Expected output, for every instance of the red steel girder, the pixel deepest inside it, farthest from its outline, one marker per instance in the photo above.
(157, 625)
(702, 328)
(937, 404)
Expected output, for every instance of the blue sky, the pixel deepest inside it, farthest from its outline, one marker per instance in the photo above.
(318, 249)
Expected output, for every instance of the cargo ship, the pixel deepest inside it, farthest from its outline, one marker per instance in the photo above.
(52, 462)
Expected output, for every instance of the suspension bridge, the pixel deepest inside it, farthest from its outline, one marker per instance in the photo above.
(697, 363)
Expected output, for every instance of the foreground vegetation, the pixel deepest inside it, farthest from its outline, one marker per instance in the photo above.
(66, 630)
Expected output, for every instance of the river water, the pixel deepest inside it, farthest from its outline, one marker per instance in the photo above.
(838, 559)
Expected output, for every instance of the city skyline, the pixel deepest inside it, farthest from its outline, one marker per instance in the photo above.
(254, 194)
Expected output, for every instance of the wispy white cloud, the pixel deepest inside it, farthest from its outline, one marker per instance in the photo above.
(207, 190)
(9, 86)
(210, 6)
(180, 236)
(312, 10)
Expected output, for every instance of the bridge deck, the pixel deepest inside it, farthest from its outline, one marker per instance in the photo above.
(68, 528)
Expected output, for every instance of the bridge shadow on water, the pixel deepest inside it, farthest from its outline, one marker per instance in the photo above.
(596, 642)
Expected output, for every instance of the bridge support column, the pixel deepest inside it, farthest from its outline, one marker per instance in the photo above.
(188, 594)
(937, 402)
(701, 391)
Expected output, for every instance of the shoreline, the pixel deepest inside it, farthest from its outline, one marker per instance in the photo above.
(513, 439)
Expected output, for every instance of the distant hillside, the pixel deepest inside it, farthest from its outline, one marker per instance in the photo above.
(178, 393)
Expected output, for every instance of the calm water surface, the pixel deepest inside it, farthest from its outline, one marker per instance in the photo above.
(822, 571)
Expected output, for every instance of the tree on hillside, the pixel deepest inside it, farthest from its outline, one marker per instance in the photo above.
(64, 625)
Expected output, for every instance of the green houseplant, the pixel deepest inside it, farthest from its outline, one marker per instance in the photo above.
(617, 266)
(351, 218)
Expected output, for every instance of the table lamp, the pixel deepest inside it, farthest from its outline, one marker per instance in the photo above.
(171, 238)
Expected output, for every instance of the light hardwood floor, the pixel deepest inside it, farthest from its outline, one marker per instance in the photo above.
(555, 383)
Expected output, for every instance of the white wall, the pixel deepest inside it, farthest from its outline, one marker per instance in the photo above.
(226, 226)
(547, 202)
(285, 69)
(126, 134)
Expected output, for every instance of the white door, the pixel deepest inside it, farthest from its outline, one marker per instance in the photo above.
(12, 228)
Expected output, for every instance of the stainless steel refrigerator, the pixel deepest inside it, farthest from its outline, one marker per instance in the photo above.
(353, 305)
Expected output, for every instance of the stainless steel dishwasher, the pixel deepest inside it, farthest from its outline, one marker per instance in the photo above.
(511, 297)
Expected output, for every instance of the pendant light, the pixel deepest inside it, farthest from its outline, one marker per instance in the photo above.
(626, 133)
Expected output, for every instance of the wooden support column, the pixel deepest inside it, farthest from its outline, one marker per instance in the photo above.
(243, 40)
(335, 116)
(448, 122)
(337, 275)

◆ Short task ◆
Please set down, word for word, the lines starting with the one containing "steel dishwasher, the" and running through the last line of the rows above.

◆ Task output ◆
Expected output, for every instance of the stainless steel dishwasher, the pixel deepest inside it, farthest from its outline, one marker per instance in the photo above.
(511, 297)
Expected output, for every instance of the pendant light, the pixel deepest inside it, farthest from its outline, one marker per instance in the photo above.
(626, 133)
Expected output, for every instance of the wooden support column, the pixel deepest inside it, farthest from its outline, one marker per instance in the photo above.
(243, 40)
(335, 116)
(448, 122)
(337, 275)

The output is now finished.